Task> Output the entries in full and verbatim, pictures omitted.
━━━━━━━━
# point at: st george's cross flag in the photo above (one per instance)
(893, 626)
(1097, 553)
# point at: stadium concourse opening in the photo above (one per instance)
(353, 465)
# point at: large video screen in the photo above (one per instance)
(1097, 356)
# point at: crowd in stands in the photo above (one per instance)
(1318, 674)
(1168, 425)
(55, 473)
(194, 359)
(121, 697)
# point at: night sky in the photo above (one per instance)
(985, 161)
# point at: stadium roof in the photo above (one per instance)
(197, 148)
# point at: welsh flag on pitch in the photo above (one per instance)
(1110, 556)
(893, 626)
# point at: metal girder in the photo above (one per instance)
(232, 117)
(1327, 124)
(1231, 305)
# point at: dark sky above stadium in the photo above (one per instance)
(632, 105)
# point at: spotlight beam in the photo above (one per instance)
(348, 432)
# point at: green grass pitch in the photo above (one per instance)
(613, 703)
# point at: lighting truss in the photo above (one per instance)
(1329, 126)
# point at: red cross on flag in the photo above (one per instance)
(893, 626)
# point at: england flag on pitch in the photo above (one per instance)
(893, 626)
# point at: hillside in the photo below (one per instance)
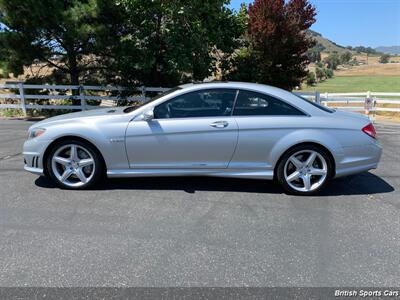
(394, 50)
(328, 45)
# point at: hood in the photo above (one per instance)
(71, 117)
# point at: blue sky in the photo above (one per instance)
(356, 22)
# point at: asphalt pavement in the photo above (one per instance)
(198, 231)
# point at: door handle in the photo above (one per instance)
(219, 124)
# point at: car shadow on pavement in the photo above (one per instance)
(360, 184)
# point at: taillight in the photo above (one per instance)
(370, 130)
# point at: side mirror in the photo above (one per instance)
(148, 115)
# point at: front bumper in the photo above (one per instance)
(33, 152)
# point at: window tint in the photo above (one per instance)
(324, 108)
(256, 104)
(204, 103)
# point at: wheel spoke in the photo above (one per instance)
(297, 163)
(311, 159)
(307, 182)
(81, 175)
(61, 160)
(86, 162)
(74, 153)
(295, 175)
(67, 173)
(318, 172)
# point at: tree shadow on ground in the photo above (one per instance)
(360, 184)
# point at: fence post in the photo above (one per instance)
(143, 88)
(82, 97)
(326, 99)
(22, 97)
(317, 97)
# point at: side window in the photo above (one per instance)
(204, 103)
(256, 104)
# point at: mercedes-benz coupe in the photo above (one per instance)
(225, 129)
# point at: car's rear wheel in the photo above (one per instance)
(74, 164)
(304, 170)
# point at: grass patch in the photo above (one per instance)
(343, 84)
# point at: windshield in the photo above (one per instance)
(321, 107)
(134, 107)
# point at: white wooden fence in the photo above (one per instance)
(349, 101)
(67, 92)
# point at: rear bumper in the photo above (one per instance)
(357, 159)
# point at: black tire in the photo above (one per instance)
(280, 170)
(99, 167)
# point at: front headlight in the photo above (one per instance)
(36, 132)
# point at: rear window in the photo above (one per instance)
(321, 107)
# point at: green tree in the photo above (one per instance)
(332, 61)
(384, 59)
(314, 55)
(329, 73)
(72, 37)
(320, 73)
(345, 57)
(170, 42)
(310, 79)
(278, 42)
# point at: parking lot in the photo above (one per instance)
(198, 231)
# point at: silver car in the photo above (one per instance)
(229, 129)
━━━━━━━━
Exercise answer>
# point at: st george's cross flag in the photo above (one per instance)
(893, 626)
(1097, 553)
# point at: stadium concourse opening in the photo above (one per instance)
(353, 465)
# point at: large video screen in the photo above (one per instance)
(1097, 356)
# point at: crowd in stands in the photo above (one per instance)
(1318, 674)
(1168, 425)
(55, 473)
(194, 359)
(121, 697)
# point at: night sky in the photo above (one per instance)
(985, 161)
# point at: stadium roof in the photo above (one per instance)
(197, 148)
# point at: welsh flag on pitch in the photo above (one per instance)
(1110, 556)
(893, 626)
# point at: metal girder in the photo above (one per instance)
(232, 117)
(1327, 124)
(1231, 305)
# point at: dark sky above stadium in the photo above (one per instance)
(632, 105)
# point at: spotlight beam in the photo above (one per instance)
(348, 432)
# point at: green grass pitch in the photo above (one per instance)
(613, 703)
# point at: lighting truss in the photo above (one per instance)
(1329, 126)
# point at: red cross on flag in the photo above (one per instance)
(893, 626)
# point at: england flag on pitch in the photo above (one per instance)
(893, 626)
# point at: hillside in the photo below (one per instance)
(394, 50)
(328, 45)
# point at: hood in the photo above (one per instance)
(71, 117)
# point at: blue sky in the photo above (one per instance)
(356, 22)
# point at: asphalt pavement in the photo above (one per instance)
(198, 231)
# point at: door handle in the photo above (one per instance)
(219, 124)
# point at: car shadow on pavement in the photo above (one per instance)
(360, 184)
# point at: taillight in the photo above (one per instance)
(370, 130)
# point at: side mirror in the photo above (one per instance)
(148, 115)
# point at: front bumper in the photo above (one per instance)
(33, 152)
# point at: window tint in the photo above (one per instance)
(324, 108)
(256, 104)
(204, 103)
# point at: wheel spoke in the photo above (one per instance)
(297, 163)
(311, 159)
(307, 182)
(81, 175)
(61, 160)
(86, 162)
(74, 153)
(295, 175)
(67, 173)
(318, 172)
# point at: tree shadow on ground in the photo above (one per instance)
(360, 184)
# point at: fence post in the photo above (one per instance)
(143, 88)
(82, 97)
(326, 99)
(22, 97)
(317, 97)
# point at: side window in the photo above (one per instance)
(204, 103)
(256, 104)
# point at: mercedes-benz coupe in the photo above (one per instance)
(225, 129)
# point at: car's rear wheel in the photo above (one per instance)
(74, 164)
(304, 170)
# point at: grass patch in the photo above (one per instance)
(343, 84)
# point at: windshield in the photo above (one per instance)
(321, 107)
(134, 107)
# point at: white wooden fence in the photo above (one per instance)
(349, 101)
(67, 92)
# point at: rear bumper in the photo above (one per instance)
(357, 159)
# point at: black tire in the photo above (one per instance)
(280, 170)
(99, 167)
# point at: front headlight in the photo above (one per instance)
(36, 132)
# point at: rear window in the photo above (one per instance)
(321, 107)
# point at: green tree in the photo above (one per instance)
(332, 61)
(384, 59)
(314, 55)
(329, 73)
(72, 37)
(320, 73)
(345, 57)
(170, 42)
(310, 79)
(278, 42)
# point at: parking lot in the photo above (one per instance)
(198, 231)
# point at: silver car in the photo above (one per instance)
(229, 129)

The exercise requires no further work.